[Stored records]
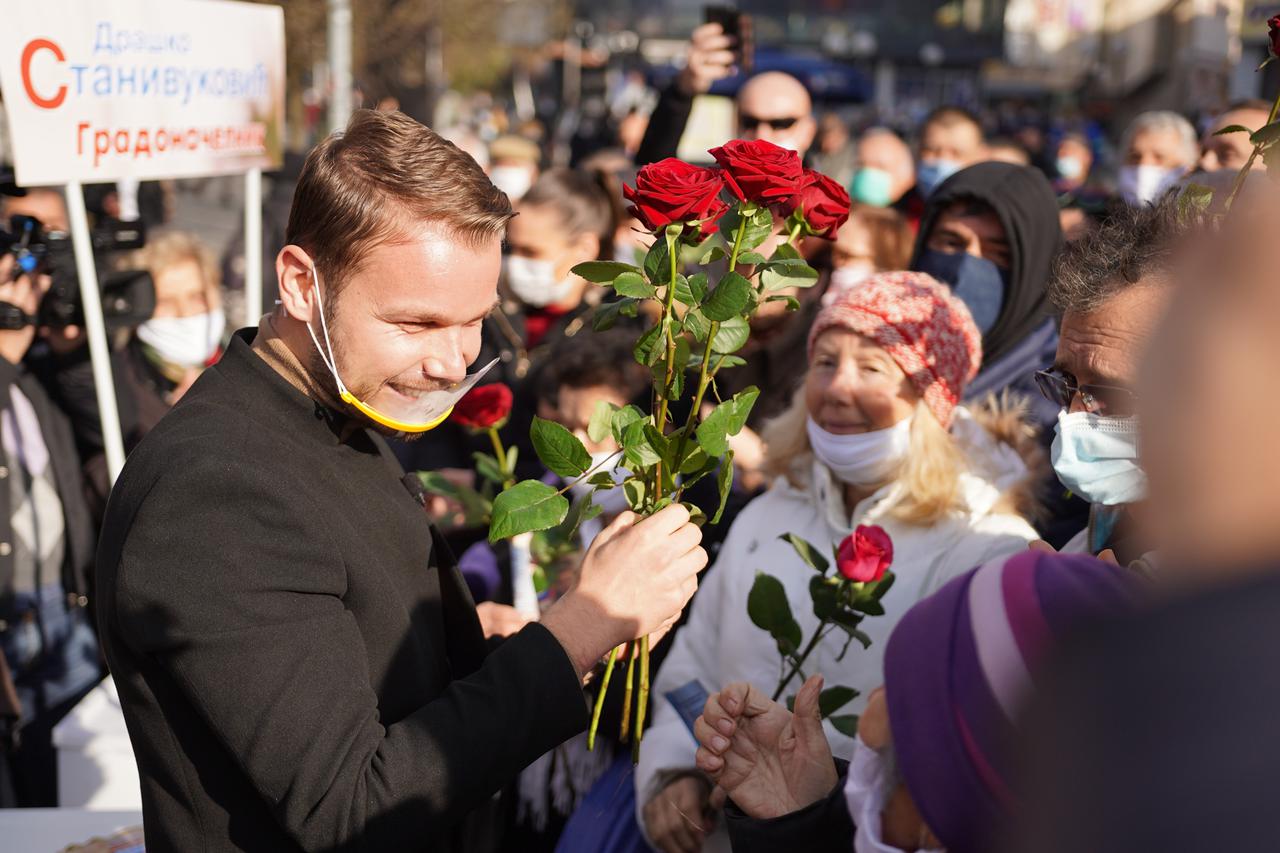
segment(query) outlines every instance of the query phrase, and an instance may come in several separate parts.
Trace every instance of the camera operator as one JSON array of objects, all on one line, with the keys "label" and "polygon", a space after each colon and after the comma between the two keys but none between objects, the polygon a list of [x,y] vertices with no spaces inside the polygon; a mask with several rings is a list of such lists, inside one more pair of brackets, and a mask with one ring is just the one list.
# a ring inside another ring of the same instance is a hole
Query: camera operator
[{"label": "camera operator", "polygon": [[[0,256],[0,302],[34,315],[50,286]],[[57,804],[53,726],[98,682],[88,602],[94,527],[71,425],[0,330],[0,807]]]}]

● **Work to complete**:
Pull out all lines from the entries above in which the word "inside" appears.

● **Reply to the exercise**:
Trace every instance of the camera operator as one JSON array of objects, all on one line, with the keys "label" and "polygon", a space after each colon and after the comma between the two keys but none between objects, the polygon a list of [x,y] vertices with no spaces inside the polygon; a mask with several rings is a list of such lists, inside one more pair of brackets, and a mask with one ring is just the one list.
# a ring inside another ring of the same instance is a hole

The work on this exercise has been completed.